* **Exercise instructions**
Output all of the data below exactly as given.

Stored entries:
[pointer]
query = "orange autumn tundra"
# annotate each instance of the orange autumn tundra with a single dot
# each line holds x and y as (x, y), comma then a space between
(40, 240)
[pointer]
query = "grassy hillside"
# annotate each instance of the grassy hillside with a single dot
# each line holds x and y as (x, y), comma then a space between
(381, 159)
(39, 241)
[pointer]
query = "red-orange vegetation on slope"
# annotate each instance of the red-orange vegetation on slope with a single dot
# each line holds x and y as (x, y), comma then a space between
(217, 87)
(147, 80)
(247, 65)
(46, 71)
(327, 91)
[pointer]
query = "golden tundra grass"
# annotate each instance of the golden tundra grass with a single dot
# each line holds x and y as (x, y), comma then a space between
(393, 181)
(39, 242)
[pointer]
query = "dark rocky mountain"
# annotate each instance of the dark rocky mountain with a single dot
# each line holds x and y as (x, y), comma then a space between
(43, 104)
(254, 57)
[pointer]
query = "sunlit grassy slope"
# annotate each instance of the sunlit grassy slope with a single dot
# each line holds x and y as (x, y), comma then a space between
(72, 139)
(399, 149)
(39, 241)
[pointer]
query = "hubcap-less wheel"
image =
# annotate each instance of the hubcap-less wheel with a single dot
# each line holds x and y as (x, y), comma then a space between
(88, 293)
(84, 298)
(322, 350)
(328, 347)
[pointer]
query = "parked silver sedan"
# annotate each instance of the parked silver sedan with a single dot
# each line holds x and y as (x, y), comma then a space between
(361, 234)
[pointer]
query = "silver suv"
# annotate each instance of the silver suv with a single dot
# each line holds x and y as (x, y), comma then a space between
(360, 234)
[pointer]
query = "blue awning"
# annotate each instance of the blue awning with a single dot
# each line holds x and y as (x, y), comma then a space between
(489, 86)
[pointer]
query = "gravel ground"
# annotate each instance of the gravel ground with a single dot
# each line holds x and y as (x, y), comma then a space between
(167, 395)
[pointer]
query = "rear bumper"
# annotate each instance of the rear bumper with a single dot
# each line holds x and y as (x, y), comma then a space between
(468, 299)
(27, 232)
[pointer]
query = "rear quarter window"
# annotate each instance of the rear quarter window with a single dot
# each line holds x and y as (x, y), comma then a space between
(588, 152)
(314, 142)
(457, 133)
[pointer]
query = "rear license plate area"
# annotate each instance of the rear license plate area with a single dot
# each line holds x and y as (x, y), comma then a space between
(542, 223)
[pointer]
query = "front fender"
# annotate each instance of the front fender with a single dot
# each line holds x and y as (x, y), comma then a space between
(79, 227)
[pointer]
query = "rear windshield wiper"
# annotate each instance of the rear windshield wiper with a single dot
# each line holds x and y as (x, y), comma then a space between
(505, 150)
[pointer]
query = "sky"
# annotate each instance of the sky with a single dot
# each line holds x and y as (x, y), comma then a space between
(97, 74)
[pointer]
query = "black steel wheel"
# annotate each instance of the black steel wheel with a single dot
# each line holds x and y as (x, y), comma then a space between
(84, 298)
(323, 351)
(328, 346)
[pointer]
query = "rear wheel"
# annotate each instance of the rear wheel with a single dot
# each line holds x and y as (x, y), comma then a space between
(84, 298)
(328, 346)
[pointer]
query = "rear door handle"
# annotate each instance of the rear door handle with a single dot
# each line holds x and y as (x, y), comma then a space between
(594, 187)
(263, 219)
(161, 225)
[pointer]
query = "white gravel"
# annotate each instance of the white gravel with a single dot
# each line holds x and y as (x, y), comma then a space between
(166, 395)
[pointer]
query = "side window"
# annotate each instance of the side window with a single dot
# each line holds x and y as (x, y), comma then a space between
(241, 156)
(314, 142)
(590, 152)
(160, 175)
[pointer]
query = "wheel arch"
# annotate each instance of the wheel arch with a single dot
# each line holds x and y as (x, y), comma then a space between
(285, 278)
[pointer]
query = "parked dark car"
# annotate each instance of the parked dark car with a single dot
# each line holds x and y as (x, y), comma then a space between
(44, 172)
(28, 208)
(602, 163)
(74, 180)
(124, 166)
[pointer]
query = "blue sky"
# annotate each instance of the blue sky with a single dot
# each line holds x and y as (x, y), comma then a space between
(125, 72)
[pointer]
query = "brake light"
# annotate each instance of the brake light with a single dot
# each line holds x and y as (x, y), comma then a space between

* **Result for this task**
[pointer]
query = "orange autumn tundra"
# annotate each instance of the orange autumn tundra with a single dot
# each line holds x and y as (x, y), comma then a space between
(40, 240)
[pointer]
query = "grassy hillside"
# annotate each instance of the grassy hillside with a single dot
# each line holds x and y as (x, y), comma then a space between
(381, 159)
(39, 241)
[pointer]
query = "red-orange vegetation on slope"
# annotate each instance of the red-orange vegetation on slope with a single dot
# each line holds x and y as (x, y), comma then a space between
(217, 87)
(147, 80)
(247, 65)
(46, 71)
(327, 91)
[pointer]
query = "golden tundra grass"
# annotate each instance of the golden tundra grass with a single dot
# each line holds x and y as (x, y), comma then a space between
(393, 181)
(39, 242)
[pointer]
query = "dark rocky mountain"
# annotate each instance of the dark rocky mountain with a single dot
# each line holds x and y as (x, y), comma then a space between
(43, 104)
(254, 57)
[pointer]
query = "sunlit grassy slope"
# annotate each instance of the sunlit grassy slope with a single dot
# each line holds x and y as (x, y), comma then a space between
(72, 139)
(399, 149)
(39, 241)
[pointer]
query = "hubcap-less wheel"
image =
# annotate each instance of the hubcap-less wheel with a single dot
# each line holds x and y as (x, y), comma then a space between
(88, 293)
(84, 298)
(322, 350)
(328, 347)
[pointer]
query = "parked silver sedan"
# annotate each instance of the parked silver sedan with a single dot
# each line holds x and y as (x, y), comma then a space between
(361, 234)
[pointer]
query = "silver suv"
# annotate each instance of the silver suv with a single dot
# each line holds x and y as (x, y), comma then a space between
(360, 234)
[pointer]
query = "blue awning"
# annotate each instance of the blue awning with a single dot
# each line holds x and y as (x, y), comma then a space between
(489, 86)
[pointer]
query = "gravel ground"
# annotate each instance of the gravel ground with a single dot
# each line holds x and y as (x, y), comma then a space between
(167, 395)
[pointer]
query = "rear bumper"
# annotate each instance of the rear bumper with a single dot
# each line holds x and y as (x, y), comma then a space between
(468, 299)
(27, 232)
[pointer]
query = "rear quarter window"
# annotate each instance of the rear quarter window with a single dot
# each line holds x and y as (x, y), comma then a space between
(588, 152)
(314, 142)
(457, 133)
[pointer]
query = "rear license plate area"
# annotate each instance of the rear license plate area with a single dot
# each line holds x and y as (x, y), comma then a space between
(542, 223)
[pointer]
query = "front fender"
# annotate each instance of the front fender with a single dot
# each line holds x and y as (x, y), comma then a space between
(79, 227)
[pointer]
query = "rear windshield wiper"
# annotate each instance of the rear windshield wiper with a single dot
# each line holds x and y as (x, y), comma then a space between
(505, 150)
[pointer]
query = "sky"
# annotate each instance of the sky with a single dot
# each line holds x and y as (x, y), comma then a space between
(97, 74)
[pointer]
query = "black steel wheel"
# annotate each instance of the black steel wheel with a single dot
# each line holds x and y as (x, y), comma then a space between
(84, 298)
(323, 351)
(328, 346)
[pointer]
query = "rear wheel"
# annotate each instance of the rear wheel with a single dot
# each line holds x and y as (x, y), comma then a space between
(84, 298)
(328, 346)
[pointer]
query = "rear door handle"
# annotate each instance of the rear door handle with a single dot
# each line holds x and y as (x, y), comma then a space between
(594, 187)
(263, 219)
(161, 225)
[pointer]
query = "white gravel"
# annotate each instance of the white gravel with a single dot
# each line holds x and y as (x, y), comma then a space between
(166, 395)
[pointer]
query = "side window"
# annotate each instance of the side window with a single dot
# each line holds x and y as (x, y), comma then a space between
(241, 156)
(314, 142)
(590, 152)
(160, 175)
[pointer]
query = "wheel arch"
# annotate each instance of the wheel arch with a single dot
# each line holds x and y as (x, y), comma then a space between
(285, 278)
[pointer]
query = "parked dark car"
# annotate each instance of the parked dark car with a single dot
# each line holds x and y as (x, y), comma then a space between
(44, 172)
(28, 208)
(602, 163)
(74, 180)
(124, 166)
[pointer]
query = "blue sky"
# annotate each instance of the blue sky with a single dot
# each line holds x and y as (x, y), comma then a space between
(125, 72)
[pointer]
query = "brake light"
# annotate each instance of the brake light with a single dot
# each line holds x and y as (x, y), comma then a space between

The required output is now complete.